QUESTÕES DE ESTUDO
1. Transcreva do relato sobre a Copa de 1970 o trecho que começa nas palavras "Eu tinha 11" e termina após "para torcer conosco.".
2. Responda com base no relato sobre a Copa de 1970:
(a) Que idade tinha quem narra?
(b) De que marca era o aparelho de TV da sala?
(c) Que apelido o pai dava a Everaldo?

TRECHO PARA LEITURA
++++++

Este texto faz parte da cobertura da Copa do Mundo. A seção 'A Copa da minha vida' é publicada diariamente no caderno digital sobre o Mundial do Catar.
Eu tinha 11 anos e o futebol já era importante para mim, por conta dos muitos jogos no Estádio Olímpico, levado pelo meu pai. Como gremista, havia um motivo adicional para torcer pela Seleção em 1970: Everaldo, nosso lateral esquerdo — que meu pai chamava de "Enciclopédia do Futebol" por conta de seu grande repertório técnico — foi para o México como reserva, mas acabou sendo titular.
Lembro vagamente de ouvir pelo rádio a Copa de 1966, que teve a participação (bem mais discreta) de Alcindo, o Bugre, outro jogador gremista extraordinário. Em 1970, já havia transmissão dos jogos pela TV. Nosso aparelho, preto-e-branco, da marca Philips, ficava na sala, sempre lotada durante os jogos. Além da família, às vezes apareciam alguns amigos do meu irmão Tonho na faculdade de Medicina para torcer conosco.

++++++

ITENS DE DADOS
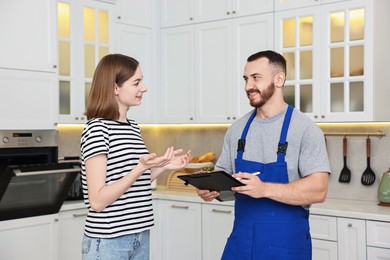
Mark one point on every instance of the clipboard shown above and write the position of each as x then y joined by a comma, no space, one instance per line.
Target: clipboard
214,181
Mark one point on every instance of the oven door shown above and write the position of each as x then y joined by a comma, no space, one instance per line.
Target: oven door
33,190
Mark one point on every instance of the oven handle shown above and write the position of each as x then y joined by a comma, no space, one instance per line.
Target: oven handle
21,174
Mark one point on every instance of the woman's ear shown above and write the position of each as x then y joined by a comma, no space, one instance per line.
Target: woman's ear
279,79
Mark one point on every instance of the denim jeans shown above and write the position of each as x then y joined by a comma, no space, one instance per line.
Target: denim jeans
129,247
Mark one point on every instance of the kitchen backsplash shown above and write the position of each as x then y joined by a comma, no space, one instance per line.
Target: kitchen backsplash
201,139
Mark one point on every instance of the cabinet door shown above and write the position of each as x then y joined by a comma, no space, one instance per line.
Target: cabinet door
28,35
71,230
297,38
378,234
294,4
85,35
351,235
217,224
250,7
176,12
375,253
207,10
33,238
181,230
324,250
259,29
178,76
347,77
28,100
213,72
137,42
134,12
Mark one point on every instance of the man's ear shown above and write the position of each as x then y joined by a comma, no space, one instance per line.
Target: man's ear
279,79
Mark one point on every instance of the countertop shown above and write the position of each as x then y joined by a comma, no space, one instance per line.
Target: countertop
368,210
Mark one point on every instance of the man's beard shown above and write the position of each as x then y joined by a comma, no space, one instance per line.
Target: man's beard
265,95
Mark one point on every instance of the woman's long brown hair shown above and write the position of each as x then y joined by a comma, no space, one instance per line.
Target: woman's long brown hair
112,69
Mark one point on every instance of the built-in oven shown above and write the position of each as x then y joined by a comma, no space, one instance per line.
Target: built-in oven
32,182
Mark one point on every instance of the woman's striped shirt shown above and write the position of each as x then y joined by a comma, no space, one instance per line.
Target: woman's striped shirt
123,145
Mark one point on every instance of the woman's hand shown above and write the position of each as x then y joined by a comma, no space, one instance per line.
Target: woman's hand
171,160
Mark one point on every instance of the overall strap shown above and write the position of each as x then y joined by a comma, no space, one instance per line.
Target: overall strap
241,141
282,146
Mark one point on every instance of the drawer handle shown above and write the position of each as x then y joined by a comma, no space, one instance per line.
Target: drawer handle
180,207
222,211
79,215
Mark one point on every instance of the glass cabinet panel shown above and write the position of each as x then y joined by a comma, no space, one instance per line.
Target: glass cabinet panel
356,24
356,95
64,97
337,62
89,24
356,60
290,59
337,97
337,21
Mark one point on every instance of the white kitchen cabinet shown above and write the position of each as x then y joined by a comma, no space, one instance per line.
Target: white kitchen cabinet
177,100
217,224
378,240
221,52
28,35
351,234
343,86
71,230
202,81
34,238
179,230
137,42
85,34
135,12
179,12
323,230
28,99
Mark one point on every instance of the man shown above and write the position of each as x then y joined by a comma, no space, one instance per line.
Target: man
288,149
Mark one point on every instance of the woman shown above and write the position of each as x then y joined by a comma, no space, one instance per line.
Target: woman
117,168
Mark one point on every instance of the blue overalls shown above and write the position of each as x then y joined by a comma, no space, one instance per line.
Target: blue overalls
265,229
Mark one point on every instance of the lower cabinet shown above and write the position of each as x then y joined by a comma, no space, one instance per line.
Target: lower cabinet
71,230
339,238
189,230
34,238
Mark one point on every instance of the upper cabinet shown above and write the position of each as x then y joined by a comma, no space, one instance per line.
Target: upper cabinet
28,35
331,50
85,35
135,12
183,12
28,65
202,67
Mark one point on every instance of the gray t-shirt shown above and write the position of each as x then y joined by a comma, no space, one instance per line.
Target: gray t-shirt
306,151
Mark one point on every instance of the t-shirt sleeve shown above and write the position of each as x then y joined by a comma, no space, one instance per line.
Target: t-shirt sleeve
94,139
313,155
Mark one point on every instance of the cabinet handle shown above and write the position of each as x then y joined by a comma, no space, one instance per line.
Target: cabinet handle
79,215
180,207
222,211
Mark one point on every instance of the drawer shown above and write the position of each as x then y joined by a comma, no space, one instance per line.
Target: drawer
323,227
378,234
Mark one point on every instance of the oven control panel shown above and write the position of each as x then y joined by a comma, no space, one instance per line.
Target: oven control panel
31,138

++++++

RESPOSTAS DAS TAREFAS
1.
Eu tinha 11 anos e o futebol já era importante para mim, por conta dos muitos jogos no Estádio Olímpico, levado pelo meu pai. Como gremista, havia um motivo adicional para torcer pela Seleção em 1970: Everaldo, nosso lateral esquerdo — que meu pai chamava de "Enciclopédia do Futebol" por conta de seu grande repertório técnico — foi para o México como reserva, mas acabou sendo titular.
Lembro vagamente de ouvir pelo rádio a Copa de 1966, que teve a participação (bem mais discreta) de Alcindo, o Bugre, outro jogador gremista extraordinário. Em 1970, já havia transmissão dos jogos pela TV. Nosso aparelho, preto-e-branco, da marca Philips, ficava na sala, sempre lotada durante os jogos. Além da família, às vezes apareciam alguns amigos do meu irmão Tonho na faculdade de Medicina para torcer conosco.

2.
(a) 11 anos.
(b) Philips.
(c) "Enciclopédia do Futebol".